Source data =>
=-=-=-=-=
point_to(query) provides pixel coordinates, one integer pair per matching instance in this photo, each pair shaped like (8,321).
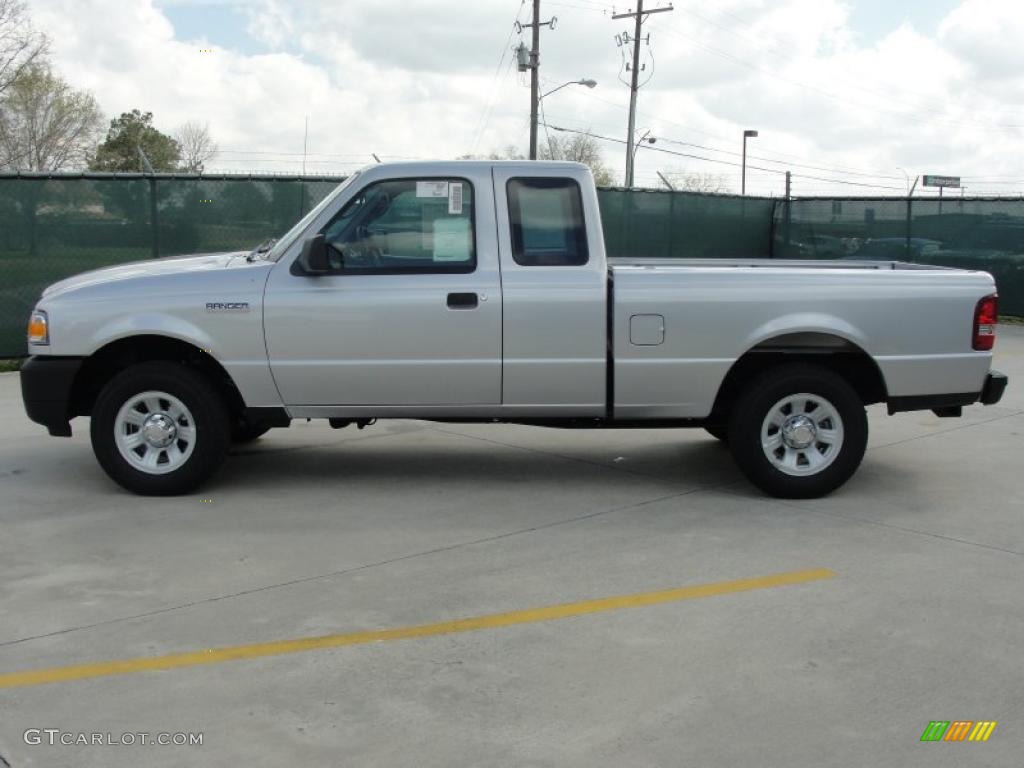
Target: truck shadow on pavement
(376,465)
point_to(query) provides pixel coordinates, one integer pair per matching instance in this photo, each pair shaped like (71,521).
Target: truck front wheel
(160,428)
(799,431)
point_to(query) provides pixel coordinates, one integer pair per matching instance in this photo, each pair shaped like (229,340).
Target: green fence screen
(972,233)
(54,226)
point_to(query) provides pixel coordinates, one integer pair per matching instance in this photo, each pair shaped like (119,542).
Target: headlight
(39,328)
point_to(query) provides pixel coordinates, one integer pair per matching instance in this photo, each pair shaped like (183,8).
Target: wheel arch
(115,356)
(826,348)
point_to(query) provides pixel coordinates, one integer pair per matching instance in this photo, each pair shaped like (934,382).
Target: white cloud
(415,79)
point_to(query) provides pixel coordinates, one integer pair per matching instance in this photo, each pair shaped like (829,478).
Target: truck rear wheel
(799,431)
(160,429)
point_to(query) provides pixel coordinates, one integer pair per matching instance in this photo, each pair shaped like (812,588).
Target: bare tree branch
(197,145)
(20,44)
(709,183)
(579,147)
(46,125)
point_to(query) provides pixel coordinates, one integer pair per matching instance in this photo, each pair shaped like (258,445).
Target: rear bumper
(950,404)
(46,385)
(995,385)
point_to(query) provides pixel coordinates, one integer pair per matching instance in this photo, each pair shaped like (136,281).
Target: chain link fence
(982,233)
(52,226)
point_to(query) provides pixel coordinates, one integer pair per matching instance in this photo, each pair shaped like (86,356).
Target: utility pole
(305,143)
(638,17)
(788,218)
(535,67)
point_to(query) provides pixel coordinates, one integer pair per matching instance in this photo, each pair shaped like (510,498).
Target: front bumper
(952,404)
(46,388)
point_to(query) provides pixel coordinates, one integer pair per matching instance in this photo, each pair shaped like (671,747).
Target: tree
(133,130)
(509,153)
(706,183)
(579,147)
(46,125)
(20,45)
(197,145)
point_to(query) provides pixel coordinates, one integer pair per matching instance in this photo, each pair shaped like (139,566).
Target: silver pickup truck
(480,291)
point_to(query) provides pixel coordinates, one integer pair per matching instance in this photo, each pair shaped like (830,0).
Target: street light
(636,146)
(742,179)
(540,100)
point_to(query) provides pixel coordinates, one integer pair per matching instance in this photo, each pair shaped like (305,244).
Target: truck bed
(624,261)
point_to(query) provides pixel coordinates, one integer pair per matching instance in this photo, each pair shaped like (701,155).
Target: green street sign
(941,181)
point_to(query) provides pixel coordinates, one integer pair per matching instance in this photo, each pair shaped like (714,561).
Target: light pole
(742,179)
(636,146)
(587,82)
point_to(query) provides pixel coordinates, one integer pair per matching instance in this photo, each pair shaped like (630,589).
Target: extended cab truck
(479,291)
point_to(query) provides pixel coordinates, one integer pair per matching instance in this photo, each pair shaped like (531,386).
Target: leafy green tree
(133,130)
(46,125)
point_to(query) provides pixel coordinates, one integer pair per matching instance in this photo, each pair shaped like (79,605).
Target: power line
(649,147)
(827,94)
(493,91)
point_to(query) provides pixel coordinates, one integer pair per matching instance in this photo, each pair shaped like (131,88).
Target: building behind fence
(54,226)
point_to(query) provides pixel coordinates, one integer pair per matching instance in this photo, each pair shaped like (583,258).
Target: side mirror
(313,259)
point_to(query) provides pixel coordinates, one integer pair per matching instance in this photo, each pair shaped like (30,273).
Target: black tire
(840,461)
(211,427)
(718,431)
(249,431)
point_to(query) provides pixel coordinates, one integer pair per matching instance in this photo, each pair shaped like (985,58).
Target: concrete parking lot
(906,605)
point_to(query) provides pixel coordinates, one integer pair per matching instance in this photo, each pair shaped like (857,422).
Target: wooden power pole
(638,16)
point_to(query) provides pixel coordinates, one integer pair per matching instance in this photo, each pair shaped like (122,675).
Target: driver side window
(404,226)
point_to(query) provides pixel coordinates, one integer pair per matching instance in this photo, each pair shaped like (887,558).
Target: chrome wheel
(155,432)
(802,434)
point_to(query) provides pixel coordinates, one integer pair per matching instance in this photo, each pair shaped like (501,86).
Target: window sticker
(452,240)
(431,189)
(455,198)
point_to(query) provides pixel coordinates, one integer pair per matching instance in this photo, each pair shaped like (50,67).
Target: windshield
(296,231)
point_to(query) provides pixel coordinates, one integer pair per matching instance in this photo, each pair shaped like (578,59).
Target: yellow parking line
(489,622)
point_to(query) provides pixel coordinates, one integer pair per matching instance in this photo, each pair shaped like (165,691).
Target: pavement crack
(365,566)
(948,429)
(904,528)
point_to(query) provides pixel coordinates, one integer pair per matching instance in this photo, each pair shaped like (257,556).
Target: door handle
(463,301)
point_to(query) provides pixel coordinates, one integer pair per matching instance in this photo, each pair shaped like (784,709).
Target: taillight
(985,316)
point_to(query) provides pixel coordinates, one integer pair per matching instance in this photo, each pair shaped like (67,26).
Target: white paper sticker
(455,198)
(431,188)
(452,242)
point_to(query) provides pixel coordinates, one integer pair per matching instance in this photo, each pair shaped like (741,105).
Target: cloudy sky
(851,95)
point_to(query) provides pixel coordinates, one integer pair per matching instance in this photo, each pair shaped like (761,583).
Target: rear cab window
(547,221)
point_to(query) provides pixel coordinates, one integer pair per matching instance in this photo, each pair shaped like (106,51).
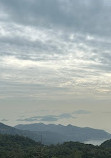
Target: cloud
(4,120)
(48,118)
(81,112)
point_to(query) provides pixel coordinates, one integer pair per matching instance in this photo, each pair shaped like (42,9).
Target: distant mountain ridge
(47,137)
(68,133)
(53,134)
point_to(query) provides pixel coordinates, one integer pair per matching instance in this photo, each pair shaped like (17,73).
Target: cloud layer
(54,51)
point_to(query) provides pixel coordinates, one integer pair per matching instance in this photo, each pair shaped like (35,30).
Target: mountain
(106,144)
(44,136)
(17,147)
(22,147)
(68,133)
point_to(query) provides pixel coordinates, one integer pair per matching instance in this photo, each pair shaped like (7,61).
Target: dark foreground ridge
(22,147)
(53,134)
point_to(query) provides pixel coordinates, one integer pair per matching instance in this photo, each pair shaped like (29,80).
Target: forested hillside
(22,147)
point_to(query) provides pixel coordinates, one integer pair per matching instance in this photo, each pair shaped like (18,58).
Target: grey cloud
(48,118)
(80,112)
(85,17)
(4,120)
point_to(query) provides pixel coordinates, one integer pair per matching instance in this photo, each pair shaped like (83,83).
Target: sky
(55,62)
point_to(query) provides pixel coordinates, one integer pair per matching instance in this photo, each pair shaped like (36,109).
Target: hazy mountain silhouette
(66,133)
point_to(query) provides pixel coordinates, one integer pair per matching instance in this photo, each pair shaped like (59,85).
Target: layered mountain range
(53,134)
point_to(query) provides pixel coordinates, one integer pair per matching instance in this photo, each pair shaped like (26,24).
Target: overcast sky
(55,62)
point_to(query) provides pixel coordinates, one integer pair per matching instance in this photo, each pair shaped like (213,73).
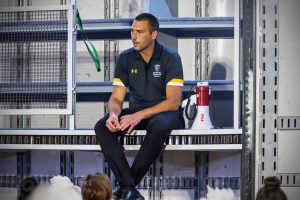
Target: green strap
(94,53)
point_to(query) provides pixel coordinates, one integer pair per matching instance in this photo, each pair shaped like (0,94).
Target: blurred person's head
(96,187)
(144,32)
(27,186)
(271,190)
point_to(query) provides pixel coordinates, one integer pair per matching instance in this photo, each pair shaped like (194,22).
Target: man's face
(141,35)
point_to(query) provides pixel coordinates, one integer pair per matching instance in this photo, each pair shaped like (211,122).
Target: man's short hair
(96,187)
(153,22)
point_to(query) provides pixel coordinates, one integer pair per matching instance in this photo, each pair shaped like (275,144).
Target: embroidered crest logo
(134,71)
(157,72)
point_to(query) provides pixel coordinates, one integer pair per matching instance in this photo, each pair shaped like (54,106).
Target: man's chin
(136,48)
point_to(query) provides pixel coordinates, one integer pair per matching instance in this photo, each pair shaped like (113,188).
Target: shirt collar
(156,52)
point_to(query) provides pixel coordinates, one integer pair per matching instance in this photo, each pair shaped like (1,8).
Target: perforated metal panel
(35,63)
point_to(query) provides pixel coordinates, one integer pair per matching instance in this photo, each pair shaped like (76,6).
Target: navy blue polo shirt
(147,81)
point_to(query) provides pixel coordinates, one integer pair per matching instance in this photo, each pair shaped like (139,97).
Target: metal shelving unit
(198,141)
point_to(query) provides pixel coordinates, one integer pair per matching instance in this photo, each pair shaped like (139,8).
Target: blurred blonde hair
(96,187)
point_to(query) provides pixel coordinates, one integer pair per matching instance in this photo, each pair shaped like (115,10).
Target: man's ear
(154,34)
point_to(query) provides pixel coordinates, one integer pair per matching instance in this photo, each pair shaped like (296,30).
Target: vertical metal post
(67,164)
(249,66)
(23,165)
(236,109)
(201,161)
(201,45)
(268,90)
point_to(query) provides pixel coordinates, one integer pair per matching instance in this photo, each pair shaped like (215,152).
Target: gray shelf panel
(185,27)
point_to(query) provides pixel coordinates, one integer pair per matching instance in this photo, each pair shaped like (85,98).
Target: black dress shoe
(132,194)
(118,194)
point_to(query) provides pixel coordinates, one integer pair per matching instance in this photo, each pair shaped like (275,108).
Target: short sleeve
(174,74)
(121,75)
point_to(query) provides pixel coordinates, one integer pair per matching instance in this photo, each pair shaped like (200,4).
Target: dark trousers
(158,127)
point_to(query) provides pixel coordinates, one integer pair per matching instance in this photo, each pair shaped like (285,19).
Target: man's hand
(130,121)
(112,123)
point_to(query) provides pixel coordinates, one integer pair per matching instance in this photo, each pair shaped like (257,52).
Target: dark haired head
(153,22)
(26,188)
(271,190)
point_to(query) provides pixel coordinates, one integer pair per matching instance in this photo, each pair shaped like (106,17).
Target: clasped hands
(114,124)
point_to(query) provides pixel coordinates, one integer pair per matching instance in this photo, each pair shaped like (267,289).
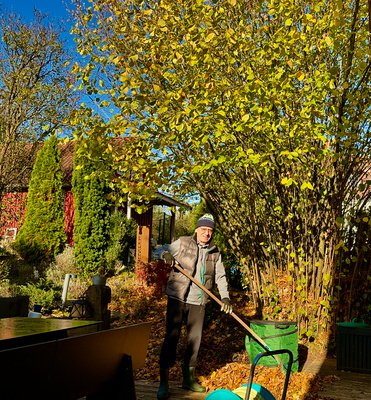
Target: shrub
(42,293)
(42,235)
(122,236)
(153,275)
(92,213)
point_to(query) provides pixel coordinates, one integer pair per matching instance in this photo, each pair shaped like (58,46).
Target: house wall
(13,211)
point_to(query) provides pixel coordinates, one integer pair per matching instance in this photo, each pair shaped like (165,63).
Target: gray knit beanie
(206,220)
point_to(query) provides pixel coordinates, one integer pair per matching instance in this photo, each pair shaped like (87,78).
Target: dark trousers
(177,312)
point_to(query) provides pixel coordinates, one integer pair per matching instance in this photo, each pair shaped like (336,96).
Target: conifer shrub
(42,235)
(92,216)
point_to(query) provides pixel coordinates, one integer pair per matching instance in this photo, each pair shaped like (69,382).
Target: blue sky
(25,8)
(55,8)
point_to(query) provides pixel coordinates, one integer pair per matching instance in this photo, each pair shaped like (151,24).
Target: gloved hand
(227,306)
(168,258)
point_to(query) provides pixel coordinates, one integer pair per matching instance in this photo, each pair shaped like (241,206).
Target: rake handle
(236,317)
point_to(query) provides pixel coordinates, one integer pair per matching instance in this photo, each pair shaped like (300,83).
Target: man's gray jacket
(202,262)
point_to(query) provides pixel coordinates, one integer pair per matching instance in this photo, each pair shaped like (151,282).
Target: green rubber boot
(189,381)
(163,390)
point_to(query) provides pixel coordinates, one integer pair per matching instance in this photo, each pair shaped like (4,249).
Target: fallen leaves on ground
(223,360)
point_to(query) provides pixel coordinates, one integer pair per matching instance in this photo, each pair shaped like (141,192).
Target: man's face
(204,234)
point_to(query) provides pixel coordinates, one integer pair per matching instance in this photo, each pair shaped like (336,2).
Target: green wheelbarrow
(254,391)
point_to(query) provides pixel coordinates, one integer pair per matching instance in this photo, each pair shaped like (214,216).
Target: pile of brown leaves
(223,360)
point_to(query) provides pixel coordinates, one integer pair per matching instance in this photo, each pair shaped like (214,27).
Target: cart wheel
(258,392)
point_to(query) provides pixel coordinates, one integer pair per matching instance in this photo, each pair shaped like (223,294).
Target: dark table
(24,331)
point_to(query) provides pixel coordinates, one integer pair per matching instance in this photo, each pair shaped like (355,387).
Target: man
(201,258)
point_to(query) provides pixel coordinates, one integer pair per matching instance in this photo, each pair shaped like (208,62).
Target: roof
(67,151)
(164,200)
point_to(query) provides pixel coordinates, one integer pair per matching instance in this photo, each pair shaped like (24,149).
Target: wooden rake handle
(236,317)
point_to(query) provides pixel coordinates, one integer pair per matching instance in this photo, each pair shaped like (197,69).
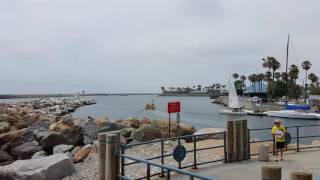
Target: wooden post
(102,155)
(244,140)
(237,140)
(271,172)
(112,167)
(300,175)
(118,146)
(230,141)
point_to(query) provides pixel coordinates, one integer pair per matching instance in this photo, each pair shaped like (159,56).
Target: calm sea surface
(198,111)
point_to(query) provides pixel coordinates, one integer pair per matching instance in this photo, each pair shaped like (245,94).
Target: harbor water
(198,111)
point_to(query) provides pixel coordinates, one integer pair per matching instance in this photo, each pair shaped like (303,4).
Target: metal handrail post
(148,171)
(249,145)
(194,138)
(122,161)
(162,158)
(225,146)
(298,146)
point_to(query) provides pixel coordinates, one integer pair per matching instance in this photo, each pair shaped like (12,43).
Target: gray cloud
(138,46)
=-=-=-=-=
GIVEN TASK => Go to the line containing "shaped like (336,2)." and set it down, along with every later line through the last one, exactly as written and without the pictures.

SOLUTION =>
point_to(query) provides pixel coordinates, one integer pair per matching instance in this photo, each pair shaped like (336,2).
Target: green wheelbarrow
(254,391)
point_to(query) provides pixel coordinates, one integer pair per matching instance in this photo, each pair shaped like (214,216).
Target: pile of brown leaves
(223,360)
point_to(query) provides pixel coordinates, one integer pair per matching instance in this photo, each pair shaped like (214,27).
Target: cart wheel
(258,392)
point_to(query) provides pixel coordinates, one integer pair per matching instance in this photo, each pair shaped like (223,294).
Target: dark table
(24,331)
point_to(query) provides pixel coordinates, one integer pair per matching instance in this photo, each pair shaped like (355,387).
Target: man
(201,258)
point_to(query) provides pixel coordinates, one integer pair per matching instance in this photo, each pair shaped like (208,62).
Target: roof
(67,151)
(164,200)
point_to(query) provides pixel coordinates, one integer pair per matching instance in this photo, each pair shaped like (24,149).
Target: wooden rake handle
(236,317)
point_to(query) provides pixel coordinates, one integer pair per matching instance in this photo, each pair shaped like (197,69).
Target: wooden post
(102,155)
(244,140)
(237,140)
(271,172)
(112,167)
(300,175)
(118,146)
(230,141)
point_to(query) provides pixel coordinates, one integer pair per matching instance in this photo, each pair shaped like (159,56).
Target: calm sea surface
(198,111)
point_to(query) provides pixel coordinates, one integer pair per matching instance in this photo, each pair shaped like (245,94).
Target: harbor water
(198,111)
point_to(query) provides pixel coordinates, one integer pair per matching instance in this photo, each pair shaped like (303,4).
Target: metal handrail post
(148,171)
(249,145)
(194,138)
(122,161)
(162,158)
(225,146)
(298,146)
point_to(query) provides pixel coordinates, one integer pair per matching instance in this photo, each pair shaped like (12,43).
Target: gray cloud
(138,46)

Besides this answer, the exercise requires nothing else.